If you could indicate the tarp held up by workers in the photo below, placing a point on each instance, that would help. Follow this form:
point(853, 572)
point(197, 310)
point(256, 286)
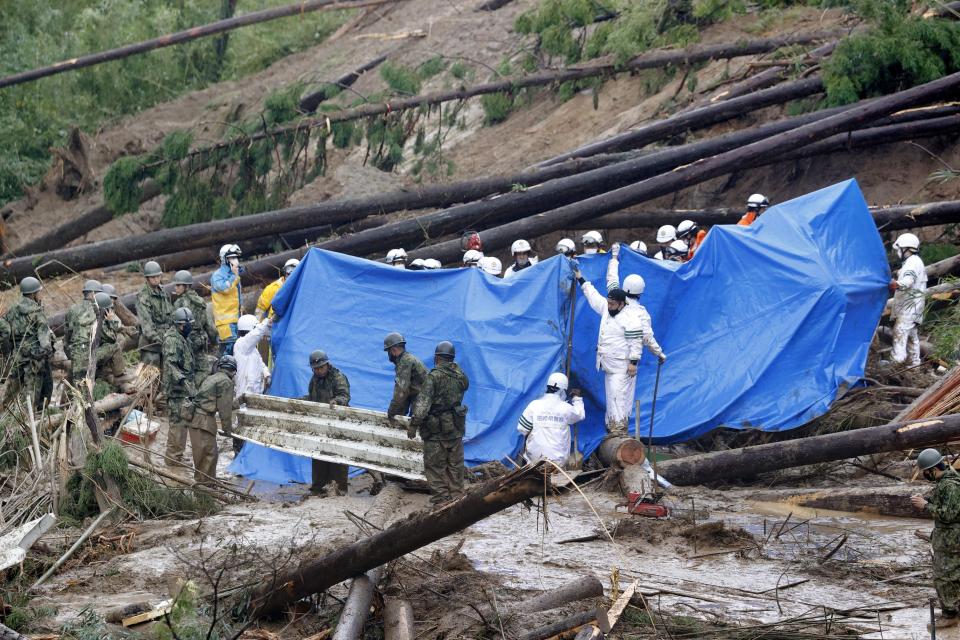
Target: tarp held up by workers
point(761, 329)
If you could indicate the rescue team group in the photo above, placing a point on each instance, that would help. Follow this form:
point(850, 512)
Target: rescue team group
point(177, 333)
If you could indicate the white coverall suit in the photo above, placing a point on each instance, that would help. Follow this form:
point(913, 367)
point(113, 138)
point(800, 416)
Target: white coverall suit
point(621, 341)
point(252, 372)
point(908, 303)
point(546, 424)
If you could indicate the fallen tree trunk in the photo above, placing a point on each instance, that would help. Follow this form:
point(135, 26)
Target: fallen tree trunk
point(761, 152)
point(405, 536)
point(356, 609)
point(79, 226)
point(649, 60)
point(206, 234)
point(748, 462)
point(310, 102)
point(203, 31)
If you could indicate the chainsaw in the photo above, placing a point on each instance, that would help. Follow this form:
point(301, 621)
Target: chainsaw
point(645, 504)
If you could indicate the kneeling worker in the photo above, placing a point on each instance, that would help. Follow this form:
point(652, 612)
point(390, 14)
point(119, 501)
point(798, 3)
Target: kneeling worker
point(440, 417)
point(214, 396)
point(546, 421)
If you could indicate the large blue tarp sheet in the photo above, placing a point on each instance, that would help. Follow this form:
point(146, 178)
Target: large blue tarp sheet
point(761, 329)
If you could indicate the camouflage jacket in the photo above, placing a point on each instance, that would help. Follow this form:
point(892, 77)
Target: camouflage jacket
point(179, 365)
point(30, 334)
point(334, 386)
point(204, 333)
point(155, 314)
point(78, 326)
point(441, 394)
point(409, 379)
point(216, 396)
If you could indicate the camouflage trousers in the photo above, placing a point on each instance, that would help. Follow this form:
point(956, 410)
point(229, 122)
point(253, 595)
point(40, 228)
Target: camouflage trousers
point(203, 441)
point(443, 466)
point(946, 569)
point(180, 413)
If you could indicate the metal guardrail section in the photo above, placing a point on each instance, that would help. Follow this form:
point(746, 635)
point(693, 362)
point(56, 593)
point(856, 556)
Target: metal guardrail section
point(343, 435)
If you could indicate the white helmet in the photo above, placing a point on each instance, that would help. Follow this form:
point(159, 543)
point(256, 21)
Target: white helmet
point(757, 201)
point(396, 255)
point(471, 257)
point(677, 250)
point(633, 285)
point(566, 247)
point(229, 251)
point(686, 228)
point(491, 265)
point(557, 380)
point(592, 237)
point(906, 241)
point(247, 323)
point(520, 246)
point(666, 233)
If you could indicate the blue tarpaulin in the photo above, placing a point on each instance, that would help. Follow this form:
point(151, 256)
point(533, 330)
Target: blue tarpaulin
point(761, 329)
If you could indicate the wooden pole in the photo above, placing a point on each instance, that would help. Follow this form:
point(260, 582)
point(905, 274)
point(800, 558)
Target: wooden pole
point(220, 26)
point(410, 534)
point(749, 461)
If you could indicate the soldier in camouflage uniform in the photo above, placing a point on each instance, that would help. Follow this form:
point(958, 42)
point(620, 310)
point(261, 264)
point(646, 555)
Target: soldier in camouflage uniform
point(410, 375)
point(204, 333)
point(943, 504)
point(328, 384)
point(154, 311)
point(31, 345)
point(214, 396)
point(440, 417)
point(178, 383)
point(110, 349)
point(78, 330)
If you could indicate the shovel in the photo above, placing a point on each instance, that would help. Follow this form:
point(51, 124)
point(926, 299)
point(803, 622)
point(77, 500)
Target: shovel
point(574, 458)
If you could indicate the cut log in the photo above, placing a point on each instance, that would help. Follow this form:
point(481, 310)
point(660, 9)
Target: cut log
point(703, 116)
point(650, 60)
point(695, 173)
point(747, 462)
point(203, 31)
point(621, 452)
point(310, 102)
point(357, 607)
point(410, 534)
point(398, 619)
point(568, 624)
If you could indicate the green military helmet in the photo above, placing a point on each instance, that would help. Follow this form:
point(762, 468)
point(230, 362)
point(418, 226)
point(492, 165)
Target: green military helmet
point(445, 350)
point(928, 459)
point(151, 269)
point(392, 340)
point(104, 301)
point(30, 285)
point(182, 315)
point(227, 363)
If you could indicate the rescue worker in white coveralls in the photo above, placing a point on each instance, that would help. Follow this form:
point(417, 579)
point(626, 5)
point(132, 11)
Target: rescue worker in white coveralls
point(546, 421)
point(625, 328)
point(908, 300)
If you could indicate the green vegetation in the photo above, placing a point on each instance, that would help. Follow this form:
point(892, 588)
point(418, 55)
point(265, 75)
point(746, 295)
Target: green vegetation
point(899, 51)
point(39, 115)
point(141, 495)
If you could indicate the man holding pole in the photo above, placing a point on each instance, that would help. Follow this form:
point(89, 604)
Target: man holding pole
point(625, 328)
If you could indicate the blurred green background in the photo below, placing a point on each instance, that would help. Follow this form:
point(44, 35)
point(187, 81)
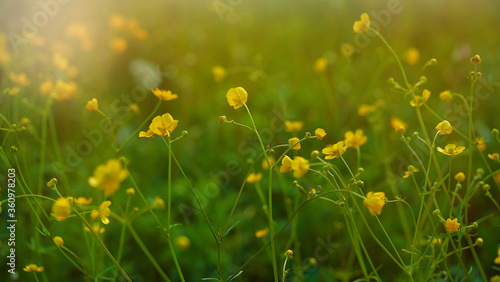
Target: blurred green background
point(269, 48)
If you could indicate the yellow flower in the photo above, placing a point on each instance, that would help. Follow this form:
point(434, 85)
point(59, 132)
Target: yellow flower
point(364, 109)
point(294, 140)
point(362, 25)
point(445, 96)
point(161, 126)
point(374, 202)
point(59, 241)
point(236, 97)
point(33, 268)
point(20, 79)
point(183, 242)
point(108, 176)
point(412, 56)
point(164, 95)
point(460, 176)
point(261, 233)
point(410, 171)
point(320, 133)
point(300, 166)
point(355, 140)
point(118, 45)
point(334, 151)
point(418, 101)
point(320, 65)
point(92, 105)
point(46, 87)
point(286, 164)
point(159, 203)
point(104, 211)
point(452, 225)
point(61, 209)
point(444, 127)
point(219, 73)
point(265, 165)
point(291, 126)
point(494, 156)
point(83, 201)
point(480, 143)
point(451, 149)
point(254, 177)
point(398, 125)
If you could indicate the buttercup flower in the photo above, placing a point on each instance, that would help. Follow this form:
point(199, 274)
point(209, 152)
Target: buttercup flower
point(355, 140)
point(291, 126)
point(108, 176)
point(92, 105)
point(164, 95)
point(418, 101)
point(161, 126)
point(61, 209)
point(320, 64)
point(374, 202)
point(83, 201)
point(412, 56)
point(219, 73)
point(365, 109)
point(444, 127)
point(261, 233)
point(254, 177)
point(236, 97)
point(334, 151)
point(286, 164)
point(33, 268)
point(294, 140)
point(265, 165)
point(362, 25)
point(460, 176)
point(451, 149)
point(398, 125)
point(320, 133)
point(445, 96)
point(104, 211)
point(452, 225)
point(59, 241)
point(300, 166)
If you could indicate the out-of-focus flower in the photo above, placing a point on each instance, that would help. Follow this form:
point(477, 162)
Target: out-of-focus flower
point(61, 209)
point(335, 151)
point(355, 140)
point(292, 126)
point(20, 78)
point(320, 133)
point(412, 56)
point(444, 127)
point(374, 202)
point(452, 225)
point(219, 73)
point(362, 25)
point(451, 149)
point(418, 101)
point(164, 95)
point(445, 96)
point(294, 140)
point(104, 211)
point(254, 177)
point(92, 105)
point(236, 97)
point(108, 176)
point(320, 65)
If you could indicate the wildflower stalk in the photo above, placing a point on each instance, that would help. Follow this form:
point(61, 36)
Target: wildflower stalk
point(270, 197)
point(140, 127)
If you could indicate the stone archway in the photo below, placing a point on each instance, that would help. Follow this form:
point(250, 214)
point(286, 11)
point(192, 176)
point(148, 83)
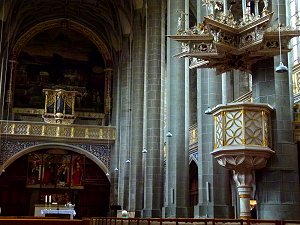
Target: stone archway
point(62, 22)
point(73, 148)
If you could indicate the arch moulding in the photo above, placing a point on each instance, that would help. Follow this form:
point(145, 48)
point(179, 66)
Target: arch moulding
point(62, 146)
point(65, 23)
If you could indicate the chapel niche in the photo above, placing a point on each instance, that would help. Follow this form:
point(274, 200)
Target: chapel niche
point(60, 58)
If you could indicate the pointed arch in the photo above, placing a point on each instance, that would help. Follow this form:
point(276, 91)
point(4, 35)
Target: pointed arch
point(62, 146)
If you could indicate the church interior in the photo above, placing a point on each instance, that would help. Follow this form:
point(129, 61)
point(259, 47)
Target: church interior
point(156, 108)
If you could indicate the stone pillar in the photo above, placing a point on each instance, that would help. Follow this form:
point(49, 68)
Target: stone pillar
point(240, 83)
point(244, 181)
point(278, 184)
point(177, 158)
point(115, 149)
point(9, 95)
point(136, 168)
point(154, 164)
point(213, 181)
point(214, 189)
point(107, 94)
point(124, 114)
point(227, 87)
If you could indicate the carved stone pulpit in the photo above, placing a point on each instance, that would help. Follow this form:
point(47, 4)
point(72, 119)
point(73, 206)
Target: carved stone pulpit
point(242, 143)
point(59, 106)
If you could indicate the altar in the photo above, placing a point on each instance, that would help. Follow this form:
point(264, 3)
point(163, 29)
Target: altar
point(54, 210)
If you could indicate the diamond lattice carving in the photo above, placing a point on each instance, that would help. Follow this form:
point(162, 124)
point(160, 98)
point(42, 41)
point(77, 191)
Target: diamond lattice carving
point(253, 128)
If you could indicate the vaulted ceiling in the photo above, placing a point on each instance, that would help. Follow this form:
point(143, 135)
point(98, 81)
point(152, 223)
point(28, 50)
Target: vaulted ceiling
point(109, 19)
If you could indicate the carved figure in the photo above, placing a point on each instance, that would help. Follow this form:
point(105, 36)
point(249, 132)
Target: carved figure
point(266, 4)
point(181, 20)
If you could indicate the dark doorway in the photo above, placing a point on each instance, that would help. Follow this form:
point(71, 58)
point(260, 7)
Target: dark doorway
point(17, 199)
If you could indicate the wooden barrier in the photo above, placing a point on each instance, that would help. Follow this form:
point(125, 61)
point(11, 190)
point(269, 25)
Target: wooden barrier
point(184, 221)
point(40, 221)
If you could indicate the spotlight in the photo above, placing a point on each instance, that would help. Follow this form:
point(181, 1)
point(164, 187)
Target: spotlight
point(169, 134)
point(208, 111)
point(281, 68)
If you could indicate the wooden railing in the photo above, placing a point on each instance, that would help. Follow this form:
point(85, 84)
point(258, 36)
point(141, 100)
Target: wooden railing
point(72, 133)
point(40, 221)
point(138, 221)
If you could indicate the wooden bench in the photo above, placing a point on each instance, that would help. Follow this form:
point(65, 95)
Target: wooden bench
point(40, 221)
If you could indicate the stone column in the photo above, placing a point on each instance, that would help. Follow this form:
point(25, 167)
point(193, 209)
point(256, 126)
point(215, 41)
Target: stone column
point(136, 174)
point(177, 158)
point(115, 120)
point(278, 184)
point(9, 95)
point(244, 181)
point(213, 181)
point(154, 168)
point(107, 94)
point(227, 87)
point(124, 120)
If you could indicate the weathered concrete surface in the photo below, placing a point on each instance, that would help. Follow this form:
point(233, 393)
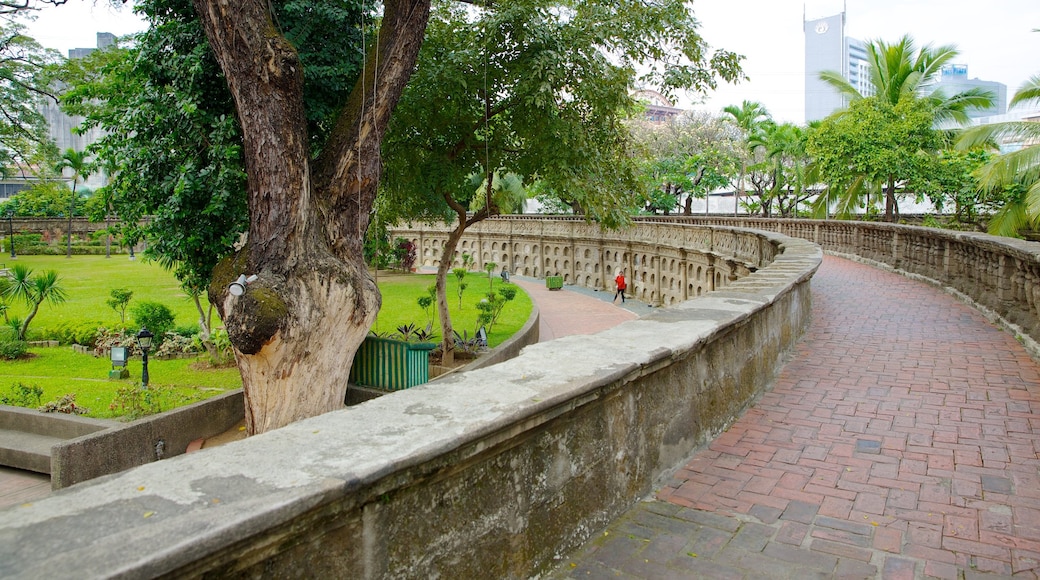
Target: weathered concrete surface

--------------------

TASK DIRECTIONS – In the records, swap "fallen tree trunk" for "downed log" in the lines from the one containing "If you could indicate the fallen" through the one containing "point(748, 462)", inclusive, and give only those lines with nothing else changed.

REPLY –
If you could indicate the downed log in the photo above, placing a point on each instance, that would help. Follow this form:
point(135, 26)
Target: downed log
point(761, 152)
point(405, 536)
point(356, 609)
point(79, 226)
point(649, 60)
point(206, 234)
point(748, 462)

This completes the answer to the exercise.